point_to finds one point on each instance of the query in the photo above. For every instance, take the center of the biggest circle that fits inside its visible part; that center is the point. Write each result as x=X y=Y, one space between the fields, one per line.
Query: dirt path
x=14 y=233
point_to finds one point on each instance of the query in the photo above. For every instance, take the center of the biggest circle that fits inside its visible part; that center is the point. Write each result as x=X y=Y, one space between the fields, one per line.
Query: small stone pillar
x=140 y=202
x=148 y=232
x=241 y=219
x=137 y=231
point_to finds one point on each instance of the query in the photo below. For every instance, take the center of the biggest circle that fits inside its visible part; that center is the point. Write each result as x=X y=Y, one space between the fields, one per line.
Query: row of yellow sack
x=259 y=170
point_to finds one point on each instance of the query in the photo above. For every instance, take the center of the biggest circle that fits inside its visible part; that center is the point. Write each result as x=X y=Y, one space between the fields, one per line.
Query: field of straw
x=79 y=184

◆ **What is required**:
Transcribe each line above exactly; skip none.

◆ **Solution for this problem**:
point_to finds one point on each instance of the query in the photo above. For every instance, take the center of the biggest circle that fits inside its visible part; that center is the point. Write each result as x=X y=Y, one space between the fields, one per line.
Query: dirt path
x=14 y=233
point_to finds one point on each instance of the query in the photo above. For every instance, take the center of the biggest circle that fits inside its visible part; that center is the point. Write each result as x=X y=Y, one space between the fields, one per line.
Query: small stone pillar
x=140 y=202
x=148 y=232
x=241 y=219
x=137 y=231
point_to finds one point on each instance of the query in the photo below. For every instance, take the center of the biggest circle that fits inside its visible part; that center is the point. Write each result as x=X y=Y, one space between the fields, one per line.
Query: row of yellow sack
x=259 y=170
point_to finds one point on each instance of the query in the photo above. For every instance, take the center of the biggest circle that fits inside its visible part; that center is the point. Write each result as x=X y=Y, one space between the fields, one per line.
Query: field of straw
x=79 y=184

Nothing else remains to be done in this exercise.